→ SOURCE EXTRACT
----------
An attacker aiming to tap incoming and outgoing network traffic from our servers, who has physical access to the VPN server's Ethernet port, or an upstream router, isn't in the scope of System Transparency to protect against. We need to use other means for that.
Traffic analysis and correlation analysis is indeed a powerful tool, and in general only communicating at a constant bandwidth between all nodes at all times is the only way to completely defeat it (which is what, I understand, some military systems do). That's inherently highly wasteful, however.
To get around this, Mullvad offer very transparent comprehensive multi-hop routing systems [1]; you can bounce your wireguard tunnels around in layered wireguard tunnels (a bit á-la tor) by just choosing a series of ports to tunnel on and to. My understanding is that each one of these adds non-deterministic latency to your connection and probably would help to make such attacks harder at the very least, because from the point of view of an "all seeing" adversary the fact that all of these servers talk to each other all the time makes it very much harder to know where any packet could have gone. Yes, you can see each individual link but the metadata is lost.
I signed up for Mullvad when the UK's Snooper's Charter came into force and the local health inspectors suddenly had the rights to see my DNS record. Since then, I've had it installed on my router and just route everything through a custom wireguard (originally openvpn) tunnel. I've had some issues with my ISP randomly bandwidth limiting traffic on the odd port to 1 MByte/s, but frankly that makes me more inclined to put everything behind an encrypted tunnel. I don't want my ISP to do traffic shaping and I do want them to just leave me alone and let me communicate in peace. I have absolutely nothing to hide, but now have to accept that I partly live in a country where everything is surveilled all the time, and warantless, unaccountable investigation of my (highly personal!) online habits may be happening. I think Mullvad's excellent product, sensible architecture and reasonable price is worth paying. I'm an academic, unlikely to be of interest to three-letter acronyms, and therefore it matches my needs very well.
----------
→ TASK SET
a) Output the portion of the Mullvad excerpt between "An attacker aiming" and "means for that.", inclusive, unchanged.
b) In one to three sentences, explain why the Mullvad excerpt says layered multi-hop tunnels would make traffic and correlation attacks harder.
The items were gathered from a separate source.
----------
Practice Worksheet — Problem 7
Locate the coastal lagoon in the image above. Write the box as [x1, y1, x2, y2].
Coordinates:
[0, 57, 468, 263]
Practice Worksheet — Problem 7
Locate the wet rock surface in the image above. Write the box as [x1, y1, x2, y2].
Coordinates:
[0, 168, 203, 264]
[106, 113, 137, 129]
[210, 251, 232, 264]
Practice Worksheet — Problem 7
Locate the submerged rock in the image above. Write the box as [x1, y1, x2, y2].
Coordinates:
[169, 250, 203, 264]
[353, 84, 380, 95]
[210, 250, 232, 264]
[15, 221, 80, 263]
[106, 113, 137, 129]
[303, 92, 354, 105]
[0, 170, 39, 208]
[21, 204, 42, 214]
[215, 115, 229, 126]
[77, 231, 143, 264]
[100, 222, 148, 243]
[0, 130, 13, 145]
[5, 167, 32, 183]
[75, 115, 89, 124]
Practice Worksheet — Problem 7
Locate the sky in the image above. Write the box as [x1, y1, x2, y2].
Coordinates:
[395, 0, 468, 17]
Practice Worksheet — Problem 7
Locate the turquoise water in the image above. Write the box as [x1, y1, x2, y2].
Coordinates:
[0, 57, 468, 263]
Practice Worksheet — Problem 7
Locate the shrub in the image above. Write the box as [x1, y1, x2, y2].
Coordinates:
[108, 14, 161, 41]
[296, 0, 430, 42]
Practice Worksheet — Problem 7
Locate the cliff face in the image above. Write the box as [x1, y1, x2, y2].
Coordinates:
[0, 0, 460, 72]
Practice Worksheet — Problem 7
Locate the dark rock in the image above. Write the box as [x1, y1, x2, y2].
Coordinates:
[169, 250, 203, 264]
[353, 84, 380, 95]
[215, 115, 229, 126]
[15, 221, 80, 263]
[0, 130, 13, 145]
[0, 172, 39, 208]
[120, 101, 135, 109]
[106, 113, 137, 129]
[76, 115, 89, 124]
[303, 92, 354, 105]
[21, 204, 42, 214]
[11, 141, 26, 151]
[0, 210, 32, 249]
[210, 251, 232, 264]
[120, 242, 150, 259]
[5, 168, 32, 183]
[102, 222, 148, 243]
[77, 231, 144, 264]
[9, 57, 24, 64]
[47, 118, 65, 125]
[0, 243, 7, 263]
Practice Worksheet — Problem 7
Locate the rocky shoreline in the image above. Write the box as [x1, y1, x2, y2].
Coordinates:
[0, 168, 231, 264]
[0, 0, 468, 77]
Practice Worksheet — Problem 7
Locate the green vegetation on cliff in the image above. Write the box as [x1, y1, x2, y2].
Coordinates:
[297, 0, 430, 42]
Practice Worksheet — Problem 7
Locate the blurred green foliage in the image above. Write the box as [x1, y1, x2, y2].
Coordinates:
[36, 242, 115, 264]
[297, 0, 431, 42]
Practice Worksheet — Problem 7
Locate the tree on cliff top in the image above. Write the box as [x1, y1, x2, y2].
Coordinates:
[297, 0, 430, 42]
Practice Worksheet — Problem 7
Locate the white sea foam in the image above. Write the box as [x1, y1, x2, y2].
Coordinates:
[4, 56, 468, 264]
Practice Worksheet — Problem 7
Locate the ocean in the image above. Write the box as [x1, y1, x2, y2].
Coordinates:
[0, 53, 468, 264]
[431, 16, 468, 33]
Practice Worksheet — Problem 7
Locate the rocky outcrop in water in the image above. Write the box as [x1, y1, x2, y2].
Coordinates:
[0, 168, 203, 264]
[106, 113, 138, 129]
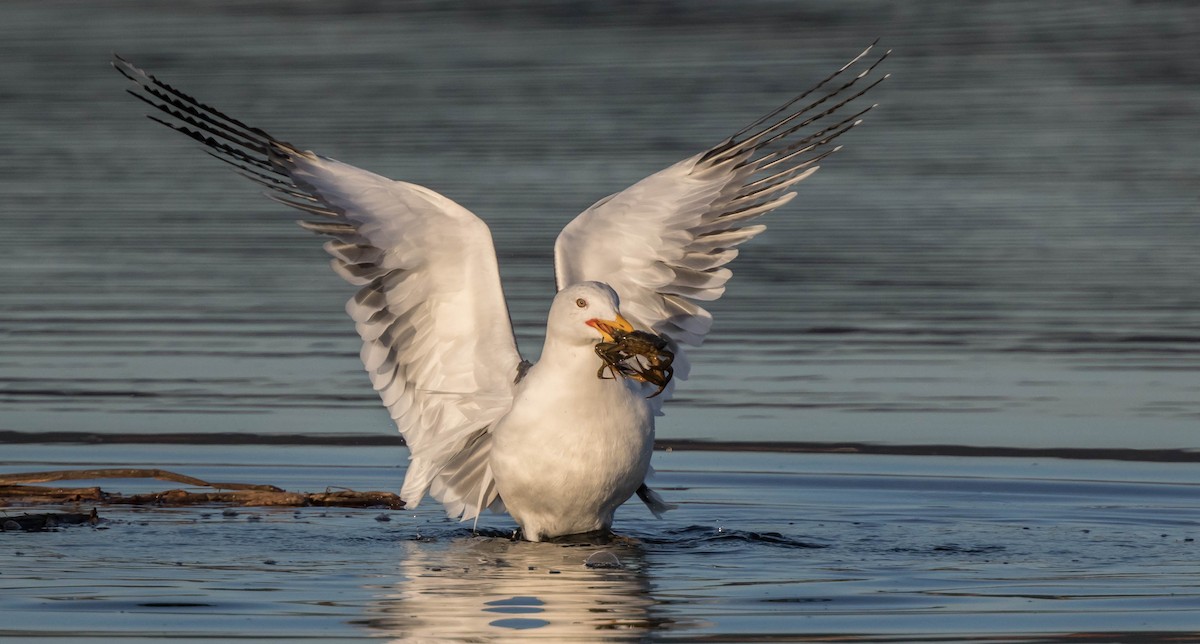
----------
→ ANSWERS TO THE TASKS
a)
An attacker aiming to tap incoming and outgoing network traffic from our servers, who has physical access to the VPN server's Ethernet port, or an upstream router, isn't in the scope of System Transparency to protect against. We need to use other means for that.

b) Each hop adds non-deterministic latency to the connection. Also, because the servers talk to each other all the time, an "all seeing" adversary finds it much harder to know where any packet could have gone: each individual link is visible, but the metadata is lost.